:: TEKS

Pada tahun 1970-an, Indonesia memiliki pabrik pupuk PT. Asean Aceh Fertilizer (AAF) di Aceh. Pabrik pupuk tersebut merupakan salah satu kebanggan bangsa Indonesia, yang menjadi “simbol kemandirian” pertanian Indonesia. Namun apa dikata, pada tahun 2000, pabrik pupuk ini terpaksa dilikuidasi karena tidak mendapatkan pasokan gas, setelah PT. Exxon Mobil Oil –perusahaan minyak dari AS– tidak lagi mau menyupli gas. Nasib yang sama juga menimpa PT. Pupuk Iskandar Muda (PIM) II. Selama satu tahun, pabrik pupuk ini tidak beroperasi. Baru mulai beroperasi kembali sekitar pertengah April 2006, setelah mendapatkan pasokan gas dari Exxon Mobil Oil, itu pun hanya sampai Oktober 2006 saja. Sedangkan untuk PIM I, sampai Oktober 2006 tidak mendapat kontrak mengenai pasokan gas, sehingga pabrik tersebut tidak beroperasi.

::::
:: DATA YANG DIBERIKAN

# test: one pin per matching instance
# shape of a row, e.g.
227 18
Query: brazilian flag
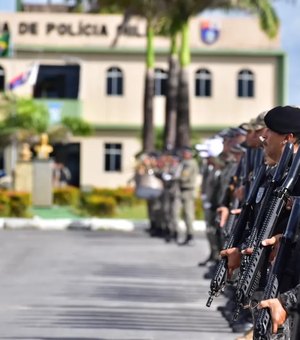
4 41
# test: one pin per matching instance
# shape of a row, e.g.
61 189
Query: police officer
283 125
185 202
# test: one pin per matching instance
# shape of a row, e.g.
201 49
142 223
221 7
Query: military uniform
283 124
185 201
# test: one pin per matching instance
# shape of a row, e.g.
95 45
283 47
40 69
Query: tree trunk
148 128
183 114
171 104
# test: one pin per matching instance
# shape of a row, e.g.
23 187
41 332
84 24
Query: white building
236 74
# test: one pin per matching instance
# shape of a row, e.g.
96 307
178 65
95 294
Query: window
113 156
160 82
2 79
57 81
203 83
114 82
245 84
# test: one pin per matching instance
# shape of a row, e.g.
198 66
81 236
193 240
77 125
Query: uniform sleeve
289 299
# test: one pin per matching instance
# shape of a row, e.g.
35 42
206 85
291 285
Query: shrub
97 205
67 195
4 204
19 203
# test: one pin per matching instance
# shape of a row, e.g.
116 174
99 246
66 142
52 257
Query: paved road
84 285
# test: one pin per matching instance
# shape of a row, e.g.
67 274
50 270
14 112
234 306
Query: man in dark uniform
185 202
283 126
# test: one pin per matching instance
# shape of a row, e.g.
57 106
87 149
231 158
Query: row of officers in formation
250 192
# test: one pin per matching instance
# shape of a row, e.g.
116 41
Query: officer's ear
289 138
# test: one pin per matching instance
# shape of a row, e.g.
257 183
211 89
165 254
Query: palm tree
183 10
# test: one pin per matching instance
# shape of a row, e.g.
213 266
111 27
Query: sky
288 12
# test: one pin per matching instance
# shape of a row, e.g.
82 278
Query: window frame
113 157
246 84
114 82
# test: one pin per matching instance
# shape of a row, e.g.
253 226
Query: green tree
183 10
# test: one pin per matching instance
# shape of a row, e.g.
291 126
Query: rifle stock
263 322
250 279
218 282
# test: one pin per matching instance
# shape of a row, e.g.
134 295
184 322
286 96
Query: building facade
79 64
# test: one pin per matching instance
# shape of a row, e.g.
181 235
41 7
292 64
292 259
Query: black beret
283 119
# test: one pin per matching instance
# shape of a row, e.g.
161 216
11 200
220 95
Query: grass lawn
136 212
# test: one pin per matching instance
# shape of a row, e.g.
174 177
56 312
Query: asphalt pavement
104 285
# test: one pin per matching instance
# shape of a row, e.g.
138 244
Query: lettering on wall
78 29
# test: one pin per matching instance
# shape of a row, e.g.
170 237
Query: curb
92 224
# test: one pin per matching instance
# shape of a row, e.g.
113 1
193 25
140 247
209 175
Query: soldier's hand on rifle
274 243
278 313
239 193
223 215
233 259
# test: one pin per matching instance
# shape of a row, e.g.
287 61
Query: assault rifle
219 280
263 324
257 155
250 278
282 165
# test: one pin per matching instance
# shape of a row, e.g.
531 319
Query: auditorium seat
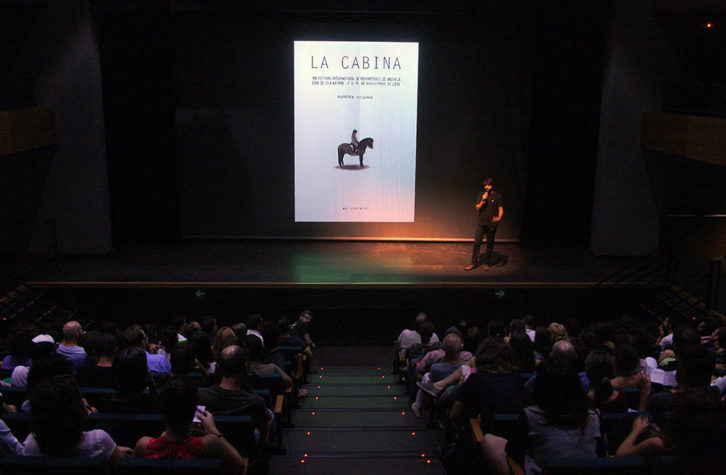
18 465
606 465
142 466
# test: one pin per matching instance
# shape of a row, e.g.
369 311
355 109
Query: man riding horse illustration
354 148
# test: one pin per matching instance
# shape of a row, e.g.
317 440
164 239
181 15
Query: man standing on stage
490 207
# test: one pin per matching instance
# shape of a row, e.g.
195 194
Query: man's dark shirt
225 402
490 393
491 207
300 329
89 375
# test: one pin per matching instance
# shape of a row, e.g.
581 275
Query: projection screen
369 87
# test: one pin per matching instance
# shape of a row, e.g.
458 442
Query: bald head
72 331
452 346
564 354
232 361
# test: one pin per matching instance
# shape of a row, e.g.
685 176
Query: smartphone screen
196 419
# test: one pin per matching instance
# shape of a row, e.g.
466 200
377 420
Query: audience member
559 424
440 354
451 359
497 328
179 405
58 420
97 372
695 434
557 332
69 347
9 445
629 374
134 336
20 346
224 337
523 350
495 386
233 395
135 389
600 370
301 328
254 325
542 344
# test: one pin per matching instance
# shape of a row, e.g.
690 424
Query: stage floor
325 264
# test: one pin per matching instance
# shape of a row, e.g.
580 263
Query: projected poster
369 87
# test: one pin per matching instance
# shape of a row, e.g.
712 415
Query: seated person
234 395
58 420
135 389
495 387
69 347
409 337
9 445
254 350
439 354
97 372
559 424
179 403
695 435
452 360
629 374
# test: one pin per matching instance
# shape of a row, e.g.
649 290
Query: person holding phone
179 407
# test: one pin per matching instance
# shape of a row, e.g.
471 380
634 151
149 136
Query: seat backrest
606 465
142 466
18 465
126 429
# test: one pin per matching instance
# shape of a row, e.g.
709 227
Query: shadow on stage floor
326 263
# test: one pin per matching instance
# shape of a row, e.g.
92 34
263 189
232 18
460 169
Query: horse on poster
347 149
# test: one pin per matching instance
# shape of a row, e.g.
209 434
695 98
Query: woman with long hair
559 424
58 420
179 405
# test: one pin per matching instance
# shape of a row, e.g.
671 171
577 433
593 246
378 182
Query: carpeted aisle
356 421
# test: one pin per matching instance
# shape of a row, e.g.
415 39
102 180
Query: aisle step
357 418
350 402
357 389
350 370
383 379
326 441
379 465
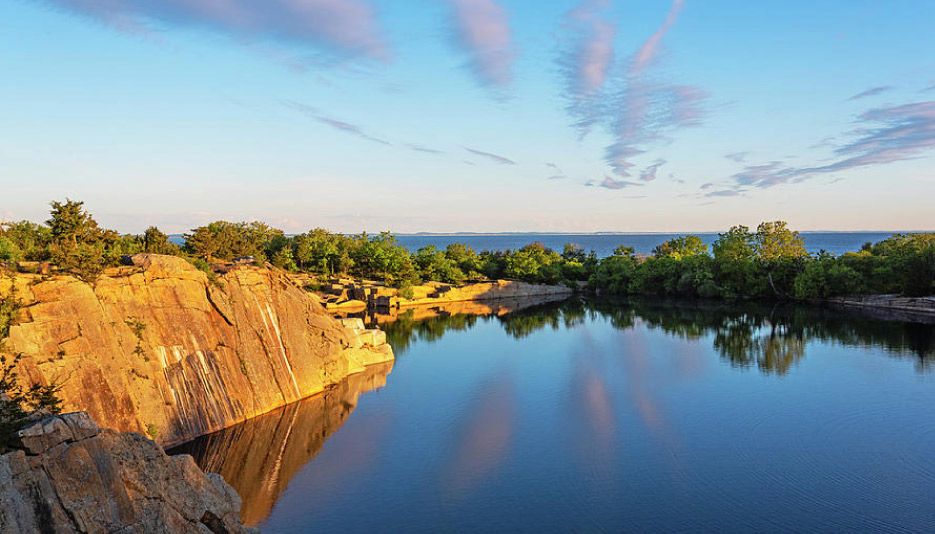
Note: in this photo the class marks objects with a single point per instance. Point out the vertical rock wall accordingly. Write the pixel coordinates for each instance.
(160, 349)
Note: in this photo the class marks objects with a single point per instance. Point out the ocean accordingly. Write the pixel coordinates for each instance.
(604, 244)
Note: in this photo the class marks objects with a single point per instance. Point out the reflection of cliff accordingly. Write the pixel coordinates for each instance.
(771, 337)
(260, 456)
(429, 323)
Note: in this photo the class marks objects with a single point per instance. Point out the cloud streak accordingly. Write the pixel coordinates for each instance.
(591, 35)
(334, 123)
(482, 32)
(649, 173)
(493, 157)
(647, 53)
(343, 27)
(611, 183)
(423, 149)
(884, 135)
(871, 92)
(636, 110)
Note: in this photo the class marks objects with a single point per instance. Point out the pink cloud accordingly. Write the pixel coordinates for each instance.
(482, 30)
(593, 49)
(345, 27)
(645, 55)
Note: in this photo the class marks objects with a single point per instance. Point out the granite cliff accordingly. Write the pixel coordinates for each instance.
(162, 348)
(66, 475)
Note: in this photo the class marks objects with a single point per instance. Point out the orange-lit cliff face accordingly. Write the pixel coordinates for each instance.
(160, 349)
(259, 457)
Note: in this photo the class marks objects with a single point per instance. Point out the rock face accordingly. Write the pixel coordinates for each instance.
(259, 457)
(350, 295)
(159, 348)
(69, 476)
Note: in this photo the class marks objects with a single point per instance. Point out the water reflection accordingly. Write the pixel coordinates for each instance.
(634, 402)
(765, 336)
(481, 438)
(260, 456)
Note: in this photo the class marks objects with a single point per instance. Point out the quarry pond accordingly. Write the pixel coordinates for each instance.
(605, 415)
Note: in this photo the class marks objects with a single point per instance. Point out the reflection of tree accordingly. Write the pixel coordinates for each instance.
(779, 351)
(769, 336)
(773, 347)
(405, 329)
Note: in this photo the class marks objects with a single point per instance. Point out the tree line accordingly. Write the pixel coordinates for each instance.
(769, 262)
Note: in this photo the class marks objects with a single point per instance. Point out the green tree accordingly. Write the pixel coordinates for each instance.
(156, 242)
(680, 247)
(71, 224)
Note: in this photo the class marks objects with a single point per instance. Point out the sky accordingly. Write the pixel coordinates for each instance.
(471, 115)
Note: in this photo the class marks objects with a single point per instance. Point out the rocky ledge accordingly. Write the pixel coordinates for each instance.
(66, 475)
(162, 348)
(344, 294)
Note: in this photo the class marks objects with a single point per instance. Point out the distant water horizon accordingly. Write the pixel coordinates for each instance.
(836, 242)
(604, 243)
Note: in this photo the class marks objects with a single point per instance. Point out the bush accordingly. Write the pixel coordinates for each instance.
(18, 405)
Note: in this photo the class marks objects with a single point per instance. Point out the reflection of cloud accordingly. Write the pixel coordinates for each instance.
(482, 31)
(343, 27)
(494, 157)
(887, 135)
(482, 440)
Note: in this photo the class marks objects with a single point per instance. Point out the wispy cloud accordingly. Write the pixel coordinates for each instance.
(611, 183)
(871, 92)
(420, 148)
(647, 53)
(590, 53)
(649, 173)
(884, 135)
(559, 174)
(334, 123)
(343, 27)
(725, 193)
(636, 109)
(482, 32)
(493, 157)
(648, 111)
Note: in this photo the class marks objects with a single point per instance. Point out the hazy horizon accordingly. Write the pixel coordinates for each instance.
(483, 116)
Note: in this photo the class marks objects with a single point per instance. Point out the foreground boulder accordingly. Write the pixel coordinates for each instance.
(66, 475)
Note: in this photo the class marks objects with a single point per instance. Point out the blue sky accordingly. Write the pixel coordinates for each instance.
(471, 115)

::::
:: DATA YANG DIBERIKAN

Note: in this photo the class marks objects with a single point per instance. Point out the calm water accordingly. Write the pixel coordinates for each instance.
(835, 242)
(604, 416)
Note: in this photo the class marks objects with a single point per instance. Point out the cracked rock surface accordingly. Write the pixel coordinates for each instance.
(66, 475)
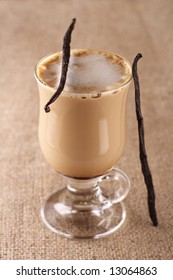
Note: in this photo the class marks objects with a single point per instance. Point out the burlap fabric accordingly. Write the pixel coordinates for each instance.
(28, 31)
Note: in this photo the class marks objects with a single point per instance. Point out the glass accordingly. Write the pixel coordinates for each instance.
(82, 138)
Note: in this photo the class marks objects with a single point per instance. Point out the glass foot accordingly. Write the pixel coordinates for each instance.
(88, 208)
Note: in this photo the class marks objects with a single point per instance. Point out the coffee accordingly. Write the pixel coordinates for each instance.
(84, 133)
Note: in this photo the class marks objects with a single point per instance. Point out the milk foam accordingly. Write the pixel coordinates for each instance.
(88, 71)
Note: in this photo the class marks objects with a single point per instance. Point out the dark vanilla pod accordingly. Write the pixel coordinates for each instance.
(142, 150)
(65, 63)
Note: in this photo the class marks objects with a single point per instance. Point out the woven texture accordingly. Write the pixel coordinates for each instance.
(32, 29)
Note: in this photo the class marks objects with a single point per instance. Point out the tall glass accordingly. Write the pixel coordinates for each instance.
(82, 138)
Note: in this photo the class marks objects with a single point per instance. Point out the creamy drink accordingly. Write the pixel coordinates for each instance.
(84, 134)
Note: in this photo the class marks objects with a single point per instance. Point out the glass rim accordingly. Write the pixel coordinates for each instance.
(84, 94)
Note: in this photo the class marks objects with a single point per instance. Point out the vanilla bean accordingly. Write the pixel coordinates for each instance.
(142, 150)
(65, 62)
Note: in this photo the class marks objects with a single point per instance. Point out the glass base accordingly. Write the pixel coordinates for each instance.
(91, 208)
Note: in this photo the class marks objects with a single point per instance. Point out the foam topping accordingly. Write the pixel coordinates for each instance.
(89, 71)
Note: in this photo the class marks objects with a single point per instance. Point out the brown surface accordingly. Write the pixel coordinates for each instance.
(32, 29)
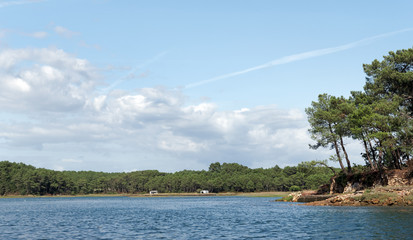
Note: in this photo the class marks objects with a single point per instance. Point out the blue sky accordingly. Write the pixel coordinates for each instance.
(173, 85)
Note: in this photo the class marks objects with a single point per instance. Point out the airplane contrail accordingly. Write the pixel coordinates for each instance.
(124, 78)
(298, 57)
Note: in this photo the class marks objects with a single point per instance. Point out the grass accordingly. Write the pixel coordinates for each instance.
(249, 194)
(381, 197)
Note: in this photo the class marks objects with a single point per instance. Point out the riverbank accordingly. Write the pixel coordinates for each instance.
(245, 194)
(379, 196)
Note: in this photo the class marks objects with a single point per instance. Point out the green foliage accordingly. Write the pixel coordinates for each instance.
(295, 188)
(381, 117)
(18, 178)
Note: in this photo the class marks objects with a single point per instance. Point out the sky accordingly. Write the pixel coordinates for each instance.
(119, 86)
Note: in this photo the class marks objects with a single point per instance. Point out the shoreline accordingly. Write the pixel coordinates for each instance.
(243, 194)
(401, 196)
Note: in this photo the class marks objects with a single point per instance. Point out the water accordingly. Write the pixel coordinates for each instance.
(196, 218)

::::
:: DATA YANG DIBERIKAN

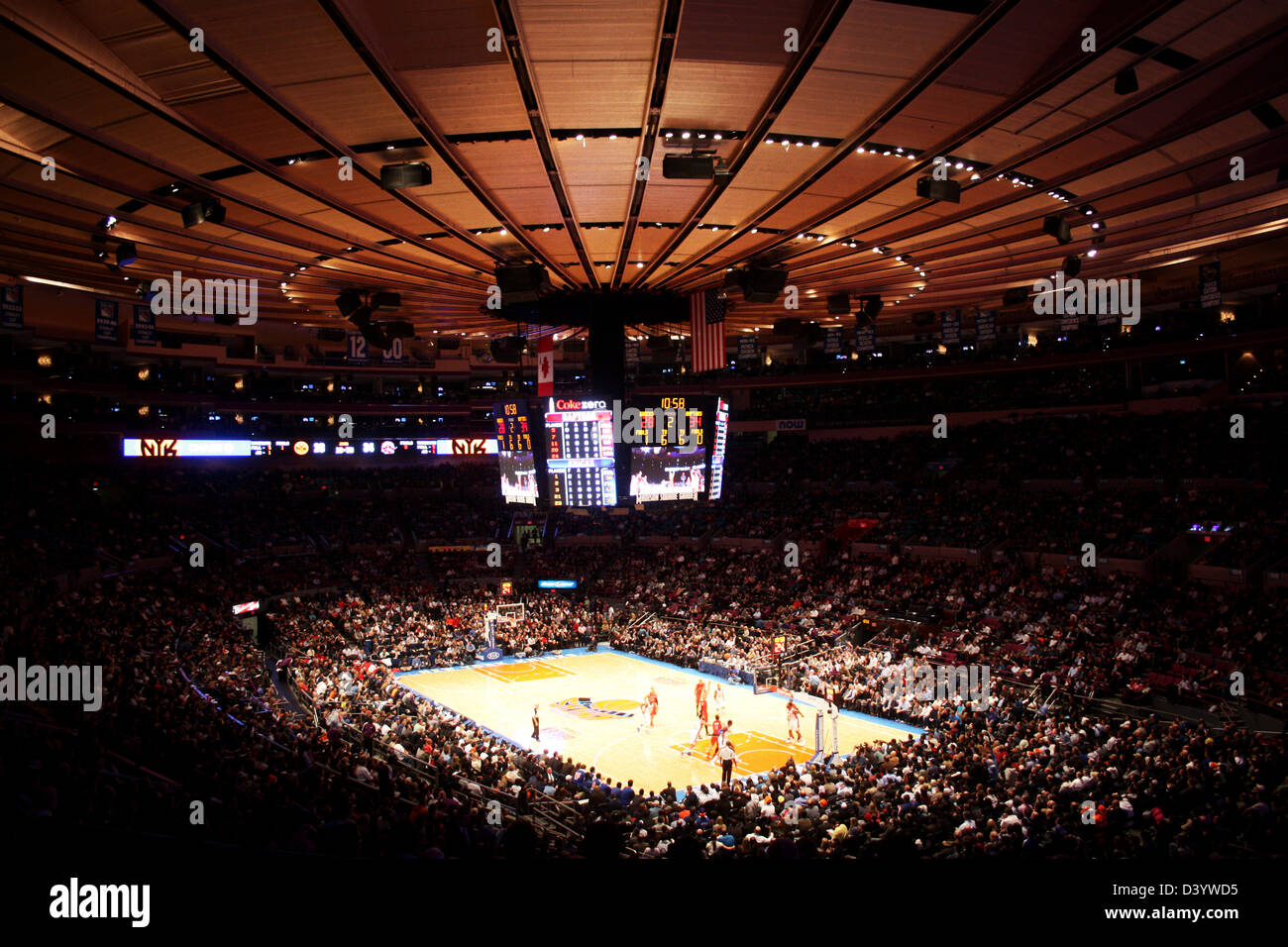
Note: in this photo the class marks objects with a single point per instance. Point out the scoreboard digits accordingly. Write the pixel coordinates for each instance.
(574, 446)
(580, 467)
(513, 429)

::::

◆ **TUJUAN TUGAS**
Tuliskan kembali seluruh teks tentang pabrik pupuk di Aceh tanpa mengubah satu kata atau tanda baca pun.

◆ **HASIL TUGAS**
Pada tahun 1970-an, Indonesia memiliki pabrik pupuk PT. Asean Aceh Fertilizer (AAF) di Aceh. Pabrik pupuk tersebut merupakan salah satu kebanggan bangsa Indonesia, yang menjadi “simbol kemandirian” pertanian Indonesia. Namun apa dikata, pada tahun 2000, pabrik pupuk ini terpaksa dilikuidasi karena tidak mendapatkan pasokan gas, setelah PT. Exxon Mobil Oil –perusahaan minyak dari AS– tidak lagi mau menyupli gas. Nasib yang sama juga menimpa PT. Pupuk Iskandar Muda (PIM) II. Selama satu tahun, pabrik pupuk ini tidak beroperasi. Baru mulai beroperasi kembali sekitar pertengah April 2006, setelah mendapatkan pasokan gas dari Exxon Mobil Oil, itu pun hanya sampai Oktober 2006 saja. Sedangkan untuk PIM I, sampai Oktober 2006 tidak mendapat kontrak mengenai pasokan gas, sehingga pabrik tersebut tidak beroperasi.